#### Passage shown
Facebook probes migrant smugglers’ advert for trips to bypass Greece
Facebook was investigating on Friday a report that people smugglers were using its US-based website to sell tickets on a new boat route from Turkey into the European Union that lands in Italy and avoids the main entry point of Greece.
A spokeswoman for the social networking company told the Thomson Reuters Foundation that they were looking into the origins of an advert which was offering passage on boats to Italy from the Turkish port of Mersin at $4,000 per person.
The advert, reported by Britain's Guardian newspaper on Friday but no longer visible on Facebook, appeared after Turkey agreed with the European Union this month to return migrants and refugees who cross illegally to Greece.
In the past two years scores of would-be migrants seeking to escape conflict in the Middle East have used Facebook as their compass for finding the people smugglers they hope will lead them to a better life in Europe.
But this advert appeared to shed light on a new, more lucrative route used by traffickers with the trip to Italy costing about four times as much as a boat to Greece, the main route used by more than one million migrants in the past year.
“The trip is on Saturday, from Mersin to Italy, on a merchant ship 110 meters long, equipped with food, water, life jackets and medicine," the Guardian quoted the Facebook post as saying.
Reacting to the advert, some refugees told the Guardian that the scheme could be a scam as scores of would-be migrants have been tricked in the past two years by people posing as organizers of similar trips.
Turkey has agreed to start retaking rejected asylum seekers from April 4 with the plan designed to end the uncontrolled influx of migrants and refugees across the Aegean Sea to Greece in the past year.
But the United Nations called on Friday for legal safeguards to be in place before refugees are returned to Turkey under the agreement with the EU, while warning that conditions in Greece are deteriorating.
########
#### Extracted information
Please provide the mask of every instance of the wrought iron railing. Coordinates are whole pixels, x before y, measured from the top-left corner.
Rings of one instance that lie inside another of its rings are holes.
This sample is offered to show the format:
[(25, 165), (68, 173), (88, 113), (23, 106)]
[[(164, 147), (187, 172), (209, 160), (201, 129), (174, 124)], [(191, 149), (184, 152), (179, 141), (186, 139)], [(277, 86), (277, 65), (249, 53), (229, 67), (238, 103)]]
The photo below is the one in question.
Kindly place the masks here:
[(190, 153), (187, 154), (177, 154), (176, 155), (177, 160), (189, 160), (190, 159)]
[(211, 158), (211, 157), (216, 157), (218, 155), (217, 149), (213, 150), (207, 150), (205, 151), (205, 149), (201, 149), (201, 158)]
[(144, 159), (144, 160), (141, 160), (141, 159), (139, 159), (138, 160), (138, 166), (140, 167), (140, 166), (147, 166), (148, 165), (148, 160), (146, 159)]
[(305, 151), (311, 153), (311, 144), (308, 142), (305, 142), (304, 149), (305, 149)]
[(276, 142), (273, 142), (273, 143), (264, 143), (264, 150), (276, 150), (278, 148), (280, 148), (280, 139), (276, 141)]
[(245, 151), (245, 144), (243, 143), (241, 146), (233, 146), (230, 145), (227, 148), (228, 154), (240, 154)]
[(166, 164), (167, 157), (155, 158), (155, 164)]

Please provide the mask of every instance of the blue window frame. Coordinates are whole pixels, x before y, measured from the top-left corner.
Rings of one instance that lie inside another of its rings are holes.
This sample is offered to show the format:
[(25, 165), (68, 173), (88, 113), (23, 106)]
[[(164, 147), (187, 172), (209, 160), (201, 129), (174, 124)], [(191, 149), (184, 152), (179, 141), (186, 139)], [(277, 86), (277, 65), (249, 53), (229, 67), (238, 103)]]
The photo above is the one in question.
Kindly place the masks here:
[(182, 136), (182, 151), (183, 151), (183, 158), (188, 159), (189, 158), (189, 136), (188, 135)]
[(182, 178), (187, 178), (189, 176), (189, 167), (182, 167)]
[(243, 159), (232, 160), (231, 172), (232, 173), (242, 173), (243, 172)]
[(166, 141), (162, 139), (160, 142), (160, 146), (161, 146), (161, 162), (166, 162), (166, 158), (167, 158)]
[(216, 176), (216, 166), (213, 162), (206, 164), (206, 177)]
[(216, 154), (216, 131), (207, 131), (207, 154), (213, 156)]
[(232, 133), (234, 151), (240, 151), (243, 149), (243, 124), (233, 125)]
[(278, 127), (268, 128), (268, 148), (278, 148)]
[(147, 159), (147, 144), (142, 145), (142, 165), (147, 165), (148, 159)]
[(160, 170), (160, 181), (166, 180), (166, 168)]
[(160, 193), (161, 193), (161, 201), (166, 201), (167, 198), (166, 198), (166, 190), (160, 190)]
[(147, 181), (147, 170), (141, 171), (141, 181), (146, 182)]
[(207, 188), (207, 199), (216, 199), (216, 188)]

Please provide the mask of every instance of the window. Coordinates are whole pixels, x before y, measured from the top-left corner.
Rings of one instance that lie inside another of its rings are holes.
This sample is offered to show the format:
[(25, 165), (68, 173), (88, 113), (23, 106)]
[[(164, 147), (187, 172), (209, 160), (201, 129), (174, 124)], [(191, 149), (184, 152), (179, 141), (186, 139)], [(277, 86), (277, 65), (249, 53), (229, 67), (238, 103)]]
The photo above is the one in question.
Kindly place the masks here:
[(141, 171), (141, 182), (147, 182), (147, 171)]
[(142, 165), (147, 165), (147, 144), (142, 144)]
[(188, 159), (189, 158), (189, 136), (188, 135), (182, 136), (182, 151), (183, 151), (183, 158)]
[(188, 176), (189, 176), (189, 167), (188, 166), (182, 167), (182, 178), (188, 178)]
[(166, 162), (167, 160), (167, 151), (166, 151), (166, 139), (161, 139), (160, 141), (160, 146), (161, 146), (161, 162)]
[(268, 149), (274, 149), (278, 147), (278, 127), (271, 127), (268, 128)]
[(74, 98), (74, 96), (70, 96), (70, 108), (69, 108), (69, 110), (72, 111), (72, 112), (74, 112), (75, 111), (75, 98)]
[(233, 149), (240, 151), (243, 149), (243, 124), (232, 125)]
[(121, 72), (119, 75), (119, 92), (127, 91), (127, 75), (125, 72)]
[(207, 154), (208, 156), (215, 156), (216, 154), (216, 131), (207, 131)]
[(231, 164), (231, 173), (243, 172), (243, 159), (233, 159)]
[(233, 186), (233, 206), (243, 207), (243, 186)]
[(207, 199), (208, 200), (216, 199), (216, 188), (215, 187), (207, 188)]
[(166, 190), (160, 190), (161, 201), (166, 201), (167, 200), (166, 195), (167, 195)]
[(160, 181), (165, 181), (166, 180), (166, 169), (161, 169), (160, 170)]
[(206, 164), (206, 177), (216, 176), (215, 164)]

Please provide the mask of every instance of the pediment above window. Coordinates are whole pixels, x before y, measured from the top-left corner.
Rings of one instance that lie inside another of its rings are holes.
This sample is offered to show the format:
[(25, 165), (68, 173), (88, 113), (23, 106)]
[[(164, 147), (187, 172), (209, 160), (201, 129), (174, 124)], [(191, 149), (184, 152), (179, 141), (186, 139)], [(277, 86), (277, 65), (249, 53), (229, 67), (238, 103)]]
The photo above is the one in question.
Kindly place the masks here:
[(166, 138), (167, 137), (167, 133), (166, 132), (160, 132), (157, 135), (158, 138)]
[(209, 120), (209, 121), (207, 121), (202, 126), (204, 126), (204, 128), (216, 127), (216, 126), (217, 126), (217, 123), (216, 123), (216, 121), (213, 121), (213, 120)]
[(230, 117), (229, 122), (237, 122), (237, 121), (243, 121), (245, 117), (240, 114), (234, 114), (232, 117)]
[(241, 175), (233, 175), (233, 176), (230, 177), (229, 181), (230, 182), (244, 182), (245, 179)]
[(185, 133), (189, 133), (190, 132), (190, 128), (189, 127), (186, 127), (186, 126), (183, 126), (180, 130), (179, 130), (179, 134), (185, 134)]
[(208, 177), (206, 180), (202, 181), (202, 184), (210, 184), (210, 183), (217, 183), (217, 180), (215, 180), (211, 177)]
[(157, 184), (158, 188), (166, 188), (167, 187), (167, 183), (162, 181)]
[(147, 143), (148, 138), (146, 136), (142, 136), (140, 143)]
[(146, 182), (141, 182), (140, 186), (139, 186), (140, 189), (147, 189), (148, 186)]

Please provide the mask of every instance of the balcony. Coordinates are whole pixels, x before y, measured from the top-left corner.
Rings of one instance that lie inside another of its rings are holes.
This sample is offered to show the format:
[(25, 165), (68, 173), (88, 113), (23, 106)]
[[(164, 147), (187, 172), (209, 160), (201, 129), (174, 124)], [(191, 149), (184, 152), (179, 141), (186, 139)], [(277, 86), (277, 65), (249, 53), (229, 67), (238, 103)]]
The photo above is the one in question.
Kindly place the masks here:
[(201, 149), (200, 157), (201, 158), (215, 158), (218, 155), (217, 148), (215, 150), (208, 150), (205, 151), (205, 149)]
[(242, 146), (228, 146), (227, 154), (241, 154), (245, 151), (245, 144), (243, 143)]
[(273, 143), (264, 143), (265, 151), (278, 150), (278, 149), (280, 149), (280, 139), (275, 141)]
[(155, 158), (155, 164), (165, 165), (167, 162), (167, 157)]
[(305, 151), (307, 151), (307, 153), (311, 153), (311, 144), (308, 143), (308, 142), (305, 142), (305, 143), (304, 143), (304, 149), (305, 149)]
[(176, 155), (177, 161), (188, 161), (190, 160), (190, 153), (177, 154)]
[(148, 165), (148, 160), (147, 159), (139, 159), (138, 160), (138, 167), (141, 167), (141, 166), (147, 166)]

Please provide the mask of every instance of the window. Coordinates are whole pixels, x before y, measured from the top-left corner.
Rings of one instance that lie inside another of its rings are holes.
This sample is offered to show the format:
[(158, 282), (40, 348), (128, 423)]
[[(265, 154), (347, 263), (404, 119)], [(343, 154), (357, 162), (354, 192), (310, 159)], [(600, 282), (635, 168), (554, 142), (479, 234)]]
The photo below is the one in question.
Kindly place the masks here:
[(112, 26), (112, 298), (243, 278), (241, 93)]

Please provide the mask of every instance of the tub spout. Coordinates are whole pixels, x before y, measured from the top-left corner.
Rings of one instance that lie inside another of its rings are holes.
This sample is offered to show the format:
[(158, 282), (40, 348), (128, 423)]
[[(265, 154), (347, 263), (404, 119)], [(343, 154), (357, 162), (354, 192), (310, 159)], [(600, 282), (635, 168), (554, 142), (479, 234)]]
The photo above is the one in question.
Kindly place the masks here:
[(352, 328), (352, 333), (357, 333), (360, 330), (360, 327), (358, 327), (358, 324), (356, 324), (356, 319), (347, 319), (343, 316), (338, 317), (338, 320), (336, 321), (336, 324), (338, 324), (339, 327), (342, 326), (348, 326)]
########
- **What you need to do**:
Please condense the paragraph of the article on Facebook and migrant smugglers that begins "But this advert appeared" while keeping its main facts. The data plays no part in this work.

- **Response to the task**:
The advert seemed to reveal a new, more lucrative smuggling route. The trip to Italy costs about four times as much as a boat to Greece, the main route, which more than one million migrants used in the past year.